Complete the following
[1] Decide whether each statement below agrees with the passage on light-controlled nerve impulses, answering yes or no and quoting the words of the passage that decide it. (a) The passage describes the technology as being in its infancy. (b) The passage says voltage-gated ion channels sense changes in local charge distribution across nerve cell membranes. (c) The passage says research teams can generate nerve impulses in worms, fish, and monkeys.
[2] Reproduce word for word the portion of the passage on light-controlled nerve impulses starting with "Normally, nerve impulses" and going on through "with synthetic latches.".

Source passage
Under the right chemical circumstances, double-bonded compounds can respond to light by converting between trans and cis isomers. Research teams can now harness these chemical shapeshifters to generate nerve impulses in worms, fish, and rats at will, with the help of a beam of light. Although the technology is in its infancy, the groundwork could lead to a better understanding of, and new treatments for, conditions such as spinal cord injury, Parkinson's disease, and vision loss.
Normally, nerve impulses are produced by voltage-gated ion channels, pores that sense changes in local charge distribution across nerve cell membranes. They open and close, ushering ions into and out of cells to propagate electrical signals. But the new light-based tools create torrents of ions in other ways. Some researchers shuttle ions by means of natural proteins gated by light-activated double-bond latches. Meanwhile, one team is modifying naturally occurring ion channels with synthetic latches.

Source information
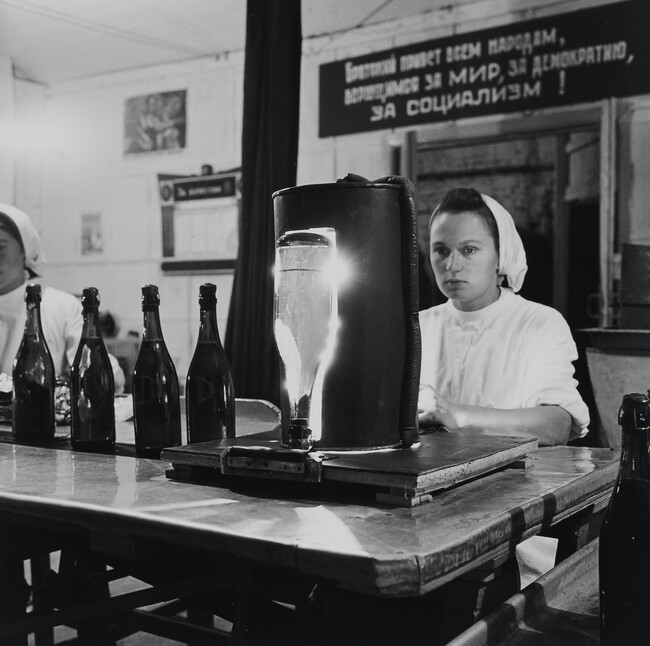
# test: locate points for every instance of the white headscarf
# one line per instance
(512, 257)
(30, 238)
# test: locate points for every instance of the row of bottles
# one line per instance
(155, 390)
(624, 550)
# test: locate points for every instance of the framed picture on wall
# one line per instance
(154, 122)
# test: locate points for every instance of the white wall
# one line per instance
(6, 122)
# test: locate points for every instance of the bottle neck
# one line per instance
(33, 322)
(208, 330)
(152, 330)
(91, 327)
(634, 455)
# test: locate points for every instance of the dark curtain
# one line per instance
(269, 156)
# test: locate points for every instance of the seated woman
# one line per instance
(20, 260)
(493, 361)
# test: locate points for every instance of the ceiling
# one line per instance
(50, 41)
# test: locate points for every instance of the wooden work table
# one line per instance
(372, 563)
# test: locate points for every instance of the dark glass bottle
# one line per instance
(209, 392)
(624, 551)
(156, 401)
(92, 389)
(33, 378)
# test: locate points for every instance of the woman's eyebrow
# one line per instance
(462, 242)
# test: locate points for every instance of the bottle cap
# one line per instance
(150, 297)
(33, 293)
(89, 299)
(634, 411)
(207, 295)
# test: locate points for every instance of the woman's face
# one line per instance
(12, 263)
(464, 260)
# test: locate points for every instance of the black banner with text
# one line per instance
(569, 58)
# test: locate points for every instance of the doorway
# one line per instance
(548, 183)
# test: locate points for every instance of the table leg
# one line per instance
(14, 591)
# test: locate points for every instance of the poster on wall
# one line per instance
(154, 122)
(569, 58)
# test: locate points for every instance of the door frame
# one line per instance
(601, 117)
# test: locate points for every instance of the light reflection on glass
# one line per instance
(307, 275)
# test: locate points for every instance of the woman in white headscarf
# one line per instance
(493, 361)
(20, 262)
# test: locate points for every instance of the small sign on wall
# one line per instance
(154, 122)
(92, 241)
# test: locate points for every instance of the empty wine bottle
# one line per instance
(209, 392)
(33, 377)
(624, 550)
(92, 389)
(156, 401)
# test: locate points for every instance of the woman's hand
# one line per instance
(550, 425)
(436, 410)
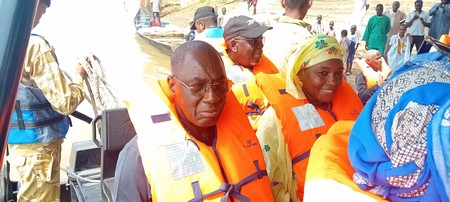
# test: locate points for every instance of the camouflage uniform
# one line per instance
(38, 163)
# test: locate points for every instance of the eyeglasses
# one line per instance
(258, 41)
(220, 86)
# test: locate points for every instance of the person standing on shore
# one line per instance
(288, 33)
(359, 11)
(416, 21)
(156, 10)
(39, 124)
(395, 15)
(440, 21)
(376, 31)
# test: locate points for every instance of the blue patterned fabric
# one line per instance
(398, 145)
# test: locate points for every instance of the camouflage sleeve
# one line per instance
(44, 70)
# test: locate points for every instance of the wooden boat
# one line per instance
(165, 38)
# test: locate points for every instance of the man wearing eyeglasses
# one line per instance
(193, 142)
(244, 58)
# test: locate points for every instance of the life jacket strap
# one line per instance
(36, 124)
(230, 190)
(301, 157)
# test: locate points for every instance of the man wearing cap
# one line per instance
(244, 58)
(205, 22)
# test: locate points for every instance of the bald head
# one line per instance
(198, 84)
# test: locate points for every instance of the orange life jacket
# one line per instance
(180, 168)
(370, 75)
(252, 99)
(329, 163)
(346, 105)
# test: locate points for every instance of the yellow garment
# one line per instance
(329, 169)
(37, 164)
(315, 49)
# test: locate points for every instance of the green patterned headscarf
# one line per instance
(316, 49)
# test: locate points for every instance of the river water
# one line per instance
(104, 27)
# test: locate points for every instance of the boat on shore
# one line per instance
(166, 38)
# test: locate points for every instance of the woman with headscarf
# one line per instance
(398, 147)
(305, 102)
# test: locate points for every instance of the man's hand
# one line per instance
(80, 71)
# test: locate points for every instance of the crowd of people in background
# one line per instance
(253, 112)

Responses by task
[1]
(a) Yes: "Although the technology is in its infancy"
(b) Yes: "pores that sense changes in local charge distribution across nerve cell membranes"
(c) No: "generate nerve impulses in worms, fish, and rats at will"

[2]
Normally, nerve impulses are produced by voltage-gated ion channels, pores that sense changes in local charge distribution across nerve cell membranes. They open and close, ushering ions into and out of cells to propagate electrical signals. But the new light-based tools create torrents of ions in other ways. Some researchers shuttle ions by means of natural proteins gated by light-activated double-bond latches. Meanwhile, one team is modifying naturally occurring ion channels with synthetic latches.